• **Try it**:
Please reproduce the data exactly and omit the pictures.

Data provided below:

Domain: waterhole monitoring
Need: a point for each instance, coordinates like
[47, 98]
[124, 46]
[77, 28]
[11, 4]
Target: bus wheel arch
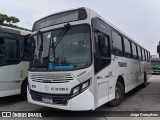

End of Data provided.

• **Result of the exercise**:
Domain: waterhole monitoring
Need: a point for each instance, coordinates like
[47, 98]
[124, 46]
[77, 28]
[11, 4]
Target: bus wheel arch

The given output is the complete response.